----- Testo del documento

Il diritto di abitazione viene, dal giudice, accordato in favore del genitore con il quale i figli vanno a vivere materialmente, val a ride il cosiddetto genitore collocatario.

È il giudice stesso, considerando tenendo conto del superiore interesse dei minori e del parere da questi espresso, a decidere presso quale genitore collocarli.

Il giudice deve comunque sentire il minore se ha 12 anni e anche il bambino più piccolo se ritenuto capace di discernimento.

L’assegnazione della casa ha senso se il genitore collocatario non è quello proprietario dell’immobile.

In caso contrario non ci sarebbe ragione di concedere allo stesso anche il diritto di abitazione, essendo implicito nel diritto di proprietà.

I Presupposti per l’assegnazione della casa familiare sono:

  • La collocazione dei figli presso il genitore non proprietario dell’immobile
  • La permanenza dei figli presso il genitore collocatario
  • La permanenza del genitore collocatario presso la casa familiare.

----------

Cosa si chiede:
1 – Nel testo sull'assegnazione della casa familiare, a quale età del minore il giudice deve comunque sentirlo?
2 – Estrai dal testo sulla casa familiare il passo compreso tra "È il giudice" e "quello proprietario dell’immobile.", estremi inclusi.
Le voci qui sotto non hanno alcun ruolo in questo esercizio.

----- Estratti dei dati

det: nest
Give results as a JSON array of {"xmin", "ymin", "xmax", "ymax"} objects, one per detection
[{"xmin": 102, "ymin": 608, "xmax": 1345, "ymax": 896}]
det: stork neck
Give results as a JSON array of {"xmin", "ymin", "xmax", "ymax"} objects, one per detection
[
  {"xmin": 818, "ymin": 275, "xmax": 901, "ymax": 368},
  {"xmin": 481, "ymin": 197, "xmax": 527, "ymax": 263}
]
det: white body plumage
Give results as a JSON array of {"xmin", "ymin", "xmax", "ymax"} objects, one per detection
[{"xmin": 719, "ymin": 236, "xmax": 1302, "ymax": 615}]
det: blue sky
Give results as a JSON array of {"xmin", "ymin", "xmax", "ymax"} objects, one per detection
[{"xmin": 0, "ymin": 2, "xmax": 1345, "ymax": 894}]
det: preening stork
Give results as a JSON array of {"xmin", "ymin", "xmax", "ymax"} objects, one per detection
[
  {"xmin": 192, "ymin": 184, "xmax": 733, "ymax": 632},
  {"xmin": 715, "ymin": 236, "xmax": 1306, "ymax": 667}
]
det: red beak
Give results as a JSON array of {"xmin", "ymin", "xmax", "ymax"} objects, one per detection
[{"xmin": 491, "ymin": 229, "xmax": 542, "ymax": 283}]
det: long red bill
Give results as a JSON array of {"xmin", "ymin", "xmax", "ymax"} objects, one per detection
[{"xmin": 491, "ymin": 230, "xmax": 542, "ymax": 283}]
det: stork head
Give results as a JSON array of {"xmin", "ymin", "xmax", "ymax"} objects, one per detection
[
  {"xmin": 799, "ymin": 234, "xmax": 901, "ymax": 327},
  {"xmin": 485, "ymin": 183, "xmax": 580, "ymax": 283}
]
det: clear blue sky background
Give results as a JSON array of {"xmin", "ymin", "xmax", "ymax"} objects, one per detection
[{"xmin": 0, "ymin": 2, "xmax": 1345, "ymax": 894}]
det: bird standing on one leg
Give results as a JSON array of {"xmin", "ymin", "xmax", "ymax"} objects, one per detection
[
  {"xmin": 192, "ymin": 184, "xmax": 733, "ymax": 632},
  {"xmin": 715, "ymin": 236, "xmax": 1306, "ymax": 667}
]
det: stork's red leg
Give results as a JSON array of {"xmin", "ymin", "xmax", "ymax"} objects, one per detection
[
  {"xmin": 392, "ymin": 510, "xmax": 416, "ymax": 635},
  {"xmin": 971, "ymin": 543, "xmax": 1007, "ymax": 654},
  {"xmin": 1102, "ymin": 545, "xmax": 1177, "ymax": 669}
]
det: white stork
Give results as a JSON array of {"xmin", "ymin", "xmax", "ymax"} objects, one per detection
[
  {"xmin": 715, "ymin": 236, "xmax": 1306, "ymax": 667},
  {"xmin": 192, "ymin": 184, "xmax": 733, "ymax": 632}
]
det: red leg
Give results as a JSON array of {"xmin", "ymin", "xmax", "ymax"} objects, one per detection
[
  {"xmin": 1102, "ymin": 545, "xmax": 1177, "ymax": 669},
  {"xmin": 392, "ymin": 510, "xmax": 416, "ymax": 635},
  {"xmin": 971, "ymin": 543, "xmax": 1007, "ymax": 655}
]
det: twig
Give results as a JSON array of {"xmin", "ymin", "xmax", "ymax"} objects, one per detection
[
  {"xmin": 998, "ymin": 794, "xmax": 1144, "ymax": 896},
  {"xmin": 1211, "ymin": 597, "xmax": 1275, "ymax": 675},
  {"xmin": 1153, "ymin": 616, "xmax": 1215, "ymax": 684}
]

----------

Le risposte:
1 – 12 anni.

2 –
È il giudice stesso, considerando tenendo conto del superiore interesse dei minori e del parere da questi espresso, a decidere presso quale genitore collocarli.

Il giudice deve comunque sentire il minore se ha 12 anni e anche il bambino più piccolo se ritenuto capace di discernimento.

L’assegnazione della casa ha senso se il genitore collocatario non è quello proprietario dell’immobile.